■ Directions for this task: Exact copies of the line with "As a warehouse robot's perception module, locate illuminated" and of all lines after it through the end of the entries are required, and no other lines.

:: Records to use

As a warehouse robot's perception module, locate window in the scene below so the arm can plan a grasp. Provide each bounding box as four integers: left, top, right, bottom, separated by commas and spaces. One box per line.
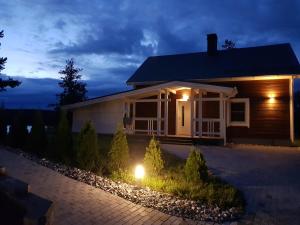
227, 98, 250, 127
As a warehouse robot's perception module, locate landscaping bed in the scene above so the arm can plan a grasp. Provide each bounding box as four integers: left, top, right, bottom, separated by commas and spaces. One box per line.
4, 146, 243, 223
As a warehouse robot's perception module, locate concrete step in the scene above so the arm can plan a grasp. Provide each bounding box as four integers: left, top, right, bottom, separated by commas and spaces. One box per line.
0, 176, 30, 196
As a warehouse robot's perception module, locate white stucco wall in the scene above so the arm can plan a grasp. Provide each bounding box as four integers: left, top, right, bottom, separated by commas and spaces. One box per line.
72, 99, 124, 134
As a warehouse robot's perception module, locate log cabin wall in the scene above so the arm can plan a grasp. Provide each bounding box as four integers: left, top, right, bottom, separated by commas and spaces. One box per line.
208, 79, 290, 142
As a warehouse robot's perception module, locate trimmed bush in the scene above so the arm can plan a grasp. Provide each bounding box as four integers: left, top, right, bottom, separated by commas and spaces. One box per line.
144, 136, 164, 176
184, 147, 208, 183
28, 111, 47, 155
8, 112, 28, 149
108, 124, 129, 173
76, 121, 100, 172
52, 110, 72, 163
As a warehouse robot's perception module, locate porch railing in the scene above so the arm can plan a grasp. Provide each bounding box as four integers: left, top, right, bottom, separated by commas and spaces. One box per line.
125, 117, 164, 135
201, 118, 221, 137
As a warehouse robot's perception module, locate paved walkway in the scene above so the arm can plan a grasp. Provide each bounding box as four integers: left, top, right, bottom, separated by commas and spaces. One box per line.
0, 148, 228, 225
162, 144, 300, 225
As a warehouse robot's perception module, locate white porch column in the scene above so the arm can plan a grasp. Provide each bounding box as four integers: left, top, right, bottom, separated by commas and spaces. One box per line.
198, 89, 202, 138
157, 90, 161, 136
219, 93, 226, 145
190, 89, 195, 137
164, 89, 168, 136
132, 101, 136, 133
290, 78, 295, 143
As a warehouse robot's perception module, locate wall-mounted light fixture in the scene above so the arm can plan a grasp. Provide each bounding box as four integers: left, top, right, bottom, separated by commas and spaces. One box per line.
268, 94, 276, 103
182, 94, 189, 101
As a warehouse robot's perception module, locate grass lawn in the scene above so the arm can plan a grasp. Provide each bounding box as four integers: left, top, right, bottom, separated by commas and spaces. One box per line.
97, 134, 244, 210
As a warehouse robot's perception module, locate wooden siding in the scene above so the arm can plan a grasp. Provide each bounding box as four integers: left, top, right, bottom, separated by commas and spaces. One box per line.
209, 79, 290, 140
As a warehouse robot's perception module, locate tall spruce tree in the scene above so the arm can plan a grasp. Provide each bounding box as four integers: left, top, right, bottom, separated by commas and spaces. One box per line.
57, 58, 87, 106
0, 30, 21, 91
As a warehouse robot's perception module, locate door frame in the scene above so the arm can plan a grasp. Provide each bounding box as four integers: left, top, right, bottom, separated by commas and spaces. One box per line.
175, 99, 191, 136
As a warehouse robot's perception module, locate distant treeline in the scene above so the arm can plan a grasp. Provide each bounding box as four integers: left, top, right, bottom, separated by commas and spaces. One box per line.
1, 109, 58, 127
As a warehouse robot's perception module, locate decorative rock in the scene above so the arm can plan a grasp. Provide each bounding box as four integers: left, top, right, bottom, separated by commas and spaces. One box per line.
5, 147, 242, 223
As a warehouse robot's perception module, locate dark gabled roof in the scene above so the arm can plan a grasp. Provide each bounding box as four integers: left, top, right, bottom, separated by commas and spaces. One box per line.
127, 43, 300, 84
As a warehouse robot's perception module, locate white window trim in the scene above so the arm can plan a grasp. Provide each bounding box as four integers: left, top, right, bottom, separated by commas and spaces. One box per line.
227, 98, 250, 127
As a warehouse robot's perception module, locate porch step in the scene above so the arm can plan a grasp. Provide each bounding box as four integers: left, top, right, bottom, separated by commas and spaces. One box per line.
158, 136, 224, 146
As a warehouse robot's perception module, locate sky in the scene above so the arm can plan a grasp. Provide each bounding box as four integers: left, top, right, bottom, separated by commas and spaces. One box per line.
0, 0, 300, 109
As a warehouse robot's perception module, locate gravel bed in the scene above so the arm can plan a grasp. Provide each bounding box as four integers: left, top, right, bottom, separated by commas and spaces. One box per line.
4, 147, 242, 223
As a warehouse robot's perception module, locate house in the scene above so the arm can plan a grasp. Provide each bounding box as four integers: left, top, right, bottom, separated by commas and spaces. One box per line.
63, 34, 300, 145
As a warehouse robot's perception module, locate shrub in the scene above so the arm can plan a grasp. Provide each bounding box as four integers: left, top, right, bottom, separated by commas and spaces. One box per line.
0, 108, 6, 145
143, 136, 164, 176
28, 111, 47, 155
52, 110, 72, 163
108, 124, 129, 173
76, 121, 100, 172
184, 147, 208, 183
8, 112, 28, 149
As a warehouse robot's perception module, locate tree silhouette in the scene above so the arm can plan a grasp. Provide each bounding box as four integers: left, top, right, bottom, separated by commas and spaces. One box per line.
57, 58, 87, 106
0, 30, 21, 91
222, 39, 236, 50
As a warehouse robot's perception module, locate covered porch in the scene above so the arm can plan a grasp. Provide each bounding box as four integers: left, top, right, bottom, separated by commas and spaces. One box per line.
123, 81, 237, 144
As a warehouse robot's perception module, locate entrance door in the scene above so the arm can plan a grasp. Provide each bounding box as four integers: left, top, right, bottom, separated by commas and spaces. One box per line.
176, 100, 191, 136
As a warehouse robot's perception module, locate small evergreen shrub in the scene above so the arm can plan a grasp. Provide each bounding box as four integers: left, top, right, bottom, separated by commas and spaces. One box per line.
184, 147, 208, 183
143, 136, 164, 176
52, 110, 72, 163
28, 111, 47, 155
76, 121, 100, 172
8, 112, 28, 149
108, 124, 129, 173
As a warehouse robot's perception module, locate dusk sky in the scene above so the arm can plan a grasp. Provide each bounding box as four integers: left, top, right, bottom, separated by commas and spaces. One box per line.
0, 0, 300, 109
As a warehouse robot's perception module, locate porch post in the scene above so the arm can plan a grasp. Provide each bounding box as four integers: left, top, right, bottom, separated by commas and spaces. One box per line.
198, 89, 202, 138
164, 89, 168, 136
219, 93, 226, 145
191, 89, 195, 137
157, 90, 161, 136
132, 101, 136, 133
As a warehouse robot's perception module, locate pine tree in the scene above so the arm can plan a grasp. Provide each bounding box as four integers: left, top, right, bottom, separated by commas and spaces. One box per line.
57, 58, 87, 106
108, 124, 129, 173
28, 111, 47, 155
52, 110, 72, 163
76, 121, 100, 172
144, 136, 164, 176
0, 30, 21, 91
184, 147, 208, 183
222, 39, 236, 50
8, 112, 28, 149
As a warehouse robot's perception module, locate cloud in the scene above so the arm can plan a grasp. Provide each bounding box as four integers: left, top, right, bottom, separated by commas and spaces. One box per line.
1, 0, 300, 108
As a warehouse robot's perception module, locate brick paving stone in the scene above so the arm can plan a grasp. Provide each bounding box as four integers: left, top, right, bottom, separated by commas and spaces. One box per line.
0, 148, 234, 225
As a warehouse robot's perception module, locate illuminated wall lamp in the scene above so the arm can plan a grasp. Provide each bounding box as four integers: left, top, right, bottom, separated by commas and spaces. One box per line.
268, 94, 276, 103
182, 94, 189, 101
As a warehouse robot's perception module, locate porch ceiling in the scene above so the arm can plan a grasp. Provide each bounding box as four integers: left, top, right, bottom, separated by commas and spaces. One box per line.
63, 81, 237, 109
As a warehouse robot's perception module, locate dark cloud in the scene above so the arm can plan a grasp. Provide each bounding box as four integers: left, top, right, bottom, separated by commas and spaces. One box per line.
1, 0, 300, 108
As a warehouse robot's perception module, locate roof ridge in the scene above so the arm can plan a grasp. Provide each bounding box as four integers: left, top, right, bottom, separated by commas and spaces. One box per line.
147, 43, 291, 59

::::

■ Task output:
As a warehouse robot's perception module, locate illuminated wall lamp in the scene above so the arm can plan a grasp. Provide each bounding box as four integers: left, top, right, bottom, separated by commas and spaces. One box per line.
268, 94, 276, 103
182, 94, 189, 101
As a warehouse robot's perception module, locate porch ceiling in the scene above so the arm can plan a grasp. Provide each bounding box as four integers: left, top, right, bottom, separated by commas and spaces. One box per line.
63, 81, 237, 109
As a warehouse robot's perception module, locate dark cloud in the scene above so the arm can plan a grasp. Provide each bounding box as four integers: left, top, right, bottom, separated by commas and spaces. One box per line.
1, 0, 300, 108
As a warehouse robot's perception module, locate roof ridge in the scene above so the arm can plan a grasp. Provide each bounding box as four integers: left, top, right, bottom, separated by commas and spaces. One box per line.
147, 43, 291, 59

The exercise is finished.